───── Documento de origem ─────

No final de 2020 foi lançado o documentário Os Mutirões da Leste 1, que traz a história do Movimento Sem Terra Leste 1 a partir de cada um de seus projetos. O documentário foi produzido e dirigido por Paula Constante, que se apresenta como “mãe, documentarista de atuação, arquiteta e mestre pela FAUUSP.” Ao contar a história de um dos movimentos sociais mais ativos da cidade de São Paulo, Paula e o MST Leste 1 nos mostram a importância da luta, do coletivo, da afetividade, e da responsabilidade que precisamos ter com a nossa atuação. Tivemos a oportunidade de conversar com Paula e discutir sobre essa experiência.
A história da Leste 1 precisa circular e estar entre todes nós. Essa compreensão histórica nos permite ter um pensamento mais crítico na hora de atuar profissionalmente, e isso é o que faz com que a romantização se transforme numa atuação mais coerente e, assim, potente. - Paula Constante
Com mais de 30 anos de história, o Movimento Sem Terra Leste 1 foi ator fundamental para importantes projetos de habitação de interesse social na zona leste da capital paulista, como o Mutirão União da Juta e o Mutirão Paulo Freire, ambos da Usina CTAH, e outros mais recentes que estão em fase de conclusão, como o Florestan Fernandes e José Maria Amaral da Ambiente Arquitetura. A luta do movimento se apoia no direito constitucional de habitação digna para todos os cidadãos e cidadãs brasileiras, e atua buscando políticas públicas e financiamento para construir moradias, pautando a autogestão como importante ferramenta nessa luta.

───── Seção de dados ─────

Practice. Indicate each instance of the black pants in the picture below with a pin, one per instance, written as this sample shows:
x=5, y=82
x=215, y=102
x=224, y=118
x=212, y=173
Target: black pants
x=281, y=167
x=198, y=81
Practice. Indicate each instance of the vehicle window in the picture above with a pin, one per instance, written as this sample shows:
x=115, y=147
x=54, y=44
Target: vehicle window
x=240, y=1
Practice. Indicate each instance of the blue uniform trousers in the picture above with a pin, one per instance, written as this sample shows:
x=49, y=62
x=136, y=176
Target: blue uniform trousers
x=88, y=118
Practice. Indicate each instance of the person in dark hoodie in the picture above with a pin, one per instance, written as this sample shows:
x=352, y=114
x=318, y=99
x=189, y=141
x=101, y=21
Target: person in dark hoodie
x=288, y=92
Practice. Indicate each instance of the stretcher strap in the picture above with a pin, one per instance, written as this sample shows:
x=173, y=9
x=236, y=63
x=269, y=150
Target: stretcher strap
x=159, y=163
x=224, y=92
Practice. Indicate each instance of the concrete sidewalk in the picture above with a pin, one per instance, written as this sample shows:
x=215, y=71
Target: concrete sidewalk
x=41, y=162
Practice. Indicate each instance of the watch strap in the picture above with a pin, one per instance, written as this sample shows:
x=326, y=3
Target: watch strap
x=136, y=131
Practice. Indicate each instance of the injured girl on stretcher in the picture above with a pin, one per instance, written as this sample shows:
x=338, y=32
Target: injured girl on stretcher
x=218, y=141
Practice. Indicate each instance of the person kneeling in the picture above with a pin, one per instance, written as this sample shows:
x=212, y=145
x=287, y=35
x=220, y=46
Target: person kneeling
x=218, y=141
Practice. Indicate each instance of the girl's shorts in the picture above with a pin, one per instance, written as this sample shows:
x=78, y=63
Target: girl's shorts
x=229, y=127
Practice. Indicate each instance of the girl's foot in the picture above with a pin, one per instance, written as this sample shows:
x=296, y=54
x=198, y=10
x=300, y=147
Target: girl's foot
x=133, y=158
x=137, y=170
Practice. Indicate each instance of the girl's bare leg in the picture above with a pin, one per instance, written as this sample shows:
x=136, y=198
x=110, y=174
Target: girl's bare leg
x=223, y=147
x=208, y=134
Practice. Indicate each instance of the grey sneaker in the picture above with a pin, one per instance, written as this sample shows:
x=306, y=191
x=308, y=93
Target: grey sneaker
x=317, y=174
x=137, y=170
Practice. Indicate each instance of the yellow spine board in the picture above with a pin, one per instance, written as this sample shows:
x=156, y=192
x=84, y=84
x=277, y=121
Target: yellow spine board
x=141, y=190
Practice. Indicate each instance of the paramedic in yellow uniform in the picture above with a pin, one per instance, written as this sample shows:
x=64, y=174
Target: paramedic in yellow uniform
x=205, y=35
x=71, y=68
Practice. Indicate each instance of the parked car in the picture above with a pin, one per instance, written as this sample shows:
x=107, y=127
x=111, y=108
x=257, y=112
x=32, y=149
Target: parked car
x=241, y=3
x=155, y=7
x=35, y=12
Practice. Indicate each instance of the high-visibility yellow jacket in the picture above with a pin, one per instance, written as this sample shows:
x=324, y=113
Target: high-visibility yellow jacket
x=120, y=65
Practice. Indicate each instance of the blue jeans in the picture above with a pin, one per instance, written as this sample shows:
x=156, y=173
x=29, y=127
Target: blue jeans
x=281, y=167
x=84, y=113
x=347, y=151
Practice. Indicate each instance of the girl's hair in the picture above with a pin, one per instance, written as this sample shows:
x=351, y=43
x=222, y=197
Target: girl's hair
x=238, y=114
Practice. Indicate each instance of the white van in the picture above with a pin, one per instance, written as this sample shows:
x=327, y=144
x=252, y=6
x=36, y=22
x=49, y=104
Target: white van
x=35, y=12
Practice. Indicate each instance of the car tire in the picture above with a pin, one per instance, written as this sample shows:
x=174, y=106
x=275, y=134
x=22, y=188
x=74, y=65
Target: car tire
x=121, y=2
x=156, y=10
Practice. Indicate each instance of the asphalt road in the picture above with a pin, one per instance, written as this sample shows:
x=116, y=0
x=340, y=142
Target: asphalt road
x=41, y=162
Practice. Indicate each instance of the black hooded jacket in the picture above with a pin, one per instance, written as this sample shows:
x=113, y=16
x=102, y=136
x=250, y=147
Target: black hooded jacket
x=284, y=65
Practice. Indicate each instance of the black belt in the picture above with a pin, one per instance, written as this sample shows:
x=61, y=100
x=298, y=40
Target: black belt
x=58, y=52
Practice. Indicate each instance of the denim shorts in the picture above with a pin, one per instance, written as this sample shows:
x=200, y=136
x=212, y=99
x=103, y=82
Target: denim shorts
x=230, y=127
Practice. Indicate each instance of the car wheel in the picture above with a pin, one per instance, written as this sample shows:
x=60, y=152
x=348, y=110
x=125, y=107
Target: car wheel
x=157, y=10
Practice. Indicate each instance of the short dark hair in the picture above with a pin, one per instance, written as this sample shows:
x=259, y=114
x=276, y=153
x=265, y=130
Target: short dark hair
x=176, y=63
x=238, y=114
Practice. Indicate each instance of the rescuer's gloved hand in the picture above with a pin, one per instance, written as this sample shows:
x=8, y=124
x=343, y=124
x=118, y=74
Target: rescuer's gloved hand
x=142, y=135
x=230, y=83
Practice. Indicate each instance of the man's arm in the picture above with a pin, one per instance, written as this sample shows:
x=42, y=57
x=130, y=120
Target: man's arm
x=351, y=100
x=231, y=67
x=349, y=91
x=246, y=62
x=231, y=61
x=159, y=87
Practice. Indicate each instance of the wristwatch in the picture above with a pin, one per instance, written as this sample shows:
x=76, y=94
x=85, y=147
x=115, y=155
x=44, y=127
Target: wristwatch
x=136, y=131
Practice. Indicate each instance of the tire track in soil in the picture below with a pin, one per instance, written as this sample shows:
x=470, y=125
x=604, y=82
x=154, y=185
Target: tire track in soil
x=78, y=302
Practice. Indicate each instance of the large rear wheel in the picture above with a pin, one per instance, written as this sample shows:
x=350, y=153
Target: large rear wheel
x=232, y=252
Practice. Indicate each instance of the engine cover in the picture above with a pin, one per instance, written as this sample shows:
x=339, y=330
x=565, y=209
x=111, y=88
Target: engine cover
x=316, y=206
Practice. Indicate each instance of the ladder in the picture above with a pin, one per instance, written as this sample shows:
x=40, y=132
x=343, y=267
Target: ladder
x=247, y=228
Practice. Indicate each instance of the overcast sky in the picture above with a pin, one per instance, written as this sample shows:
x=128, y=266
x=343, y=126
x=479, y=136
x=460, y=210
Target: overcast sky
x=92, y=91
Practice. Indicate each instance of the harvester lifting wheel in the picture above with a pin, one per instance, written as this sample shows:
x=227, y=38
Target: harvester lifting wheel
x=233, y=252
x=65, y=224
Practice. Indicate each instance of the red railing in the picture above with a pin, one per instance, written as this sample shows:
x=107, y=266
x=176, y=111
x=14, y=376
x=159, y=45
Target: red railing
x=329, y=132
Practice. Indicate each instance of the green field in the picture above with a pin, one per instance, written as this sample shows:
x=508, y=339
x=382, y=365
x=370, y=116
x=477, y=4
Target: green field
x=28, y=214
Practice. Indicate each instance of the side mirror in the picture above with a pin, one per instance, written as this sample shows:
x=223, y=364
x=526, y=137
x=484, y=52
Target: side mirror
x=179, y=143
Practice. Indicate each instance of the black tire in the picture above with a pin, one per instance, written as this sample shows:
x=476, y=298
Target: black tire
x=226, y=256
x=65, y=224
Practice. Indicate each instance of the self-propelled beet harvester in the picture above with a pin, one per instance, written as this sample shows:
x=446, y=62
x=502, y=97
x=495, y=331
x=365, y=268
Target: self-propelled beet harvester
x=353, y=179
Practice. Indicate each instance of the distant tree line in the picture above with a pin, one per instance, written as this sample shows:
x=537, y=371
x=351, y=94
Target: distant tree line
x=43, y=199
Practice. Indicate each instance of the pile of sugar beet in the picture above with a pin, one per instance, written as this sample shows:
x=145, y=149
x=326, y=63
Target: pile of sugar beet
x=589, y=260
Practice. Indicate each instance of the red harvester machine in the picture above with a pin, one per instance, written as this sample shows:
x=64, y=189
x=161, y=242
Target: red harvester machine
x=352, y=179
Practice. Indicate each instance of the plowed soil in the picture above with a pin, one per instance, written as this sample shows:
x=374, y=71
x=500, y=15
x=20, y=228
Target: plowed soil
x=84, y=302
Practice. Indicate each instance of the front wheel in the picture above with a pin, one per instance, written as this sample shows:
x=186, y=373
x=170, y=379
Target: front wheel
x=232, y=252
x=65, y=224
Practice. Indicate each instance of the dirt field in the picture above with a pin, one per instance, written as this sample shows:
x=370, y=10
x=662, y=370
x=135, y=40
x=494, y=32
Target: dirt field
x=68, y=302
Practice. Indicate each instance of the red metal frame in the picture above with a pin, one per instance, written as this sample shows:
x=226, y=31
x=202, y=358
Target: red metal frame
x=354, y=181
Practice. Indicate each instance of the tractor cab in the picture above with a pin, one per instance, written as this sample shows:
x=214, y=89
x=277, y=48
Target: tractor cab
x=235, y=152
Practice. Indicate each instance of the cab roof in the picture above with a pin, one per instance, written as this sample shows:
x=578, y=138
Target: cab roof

─────

• Tarefa 1
Liste todos os projetos de habitação citados no texto sobre o documentário Os Mutirões da Leste 1.
• Tarefa 2
Reescreva a parte do texto sobre o documentário Os Mutirões da Leste 1 que começa com as palavras "No final de" e termina com "sobre essa experiência.", trocando "documentário" por "filme".
• Tarefa 3
Continue o texto sobre o documentário Os Mutirões da Leste 1 a partir do ponto em que ele termina.

• Resposta da tarefa 1
Mutirão União da Juta
Mutirão Paulo Freire
Florestan Fernandes
José Maria Amaral

• Resposta da tarefa 2
No final de 2020 foi lançado o filme Os Mutirões da Leste 1, que traz a história do Movimento Sem Terra Leste 1 a partir de cada um de seus projetos. O filme foi produzido e dirigido por Paula Constante, que se apresenta como “mãe, documentarista de atuação, arquiteta e mestre pela FAUUSP.” Ao contar a história de um dos movimentos sociais mais ativos da cidade de São Paulo, Paula e o MST Leste 1 nos mostram a importância da luta, do coletivo, da afetividade, e da responsabilidade que precisamos ter com a nossa atuação. Tivemos a oportunidade de conversar com Paula e discutir sobre essa experiência.

• Resposta da tarefa 3
Em 2014 o movimento convidou Paula Constante para registrar essa história em um documentário. Paula é arquiteta de formação e trabalha na produtora Fera Filmes, onde produziu curtas para a União Nacional por Moradia Popular (2017), dirigiu também Capacetes Coloridos (2007) que rendeu participações em festivais, debates e inúmeras exibições no Brasil e na América Latina. Assumindo todas as camadas técnicas desse trabalho, desde a pesquisa histórica, a produção e a captação de verba, após 6 anos de um processo bastante intuitivo e investigativo, Mutirões da Leste 1 é lançado para nos fazer refletir não só sobre nossa atual situação política, econômica e social, mas também sobre como nós, arquitetos e urbanistas, nos inserimos nela.
Giovana Martino (ArchDaily): Decidir contar a história de movimentos sociais é um grande desafio, considerando todas as linhas argumentativas possíveis para se fazer isso. Você escolhe contar cronologicamente, trazendo figuras de todos os mutirões desde o início, na década de 1980. Essa já era a abordagem desde o início? Como foi esse processo?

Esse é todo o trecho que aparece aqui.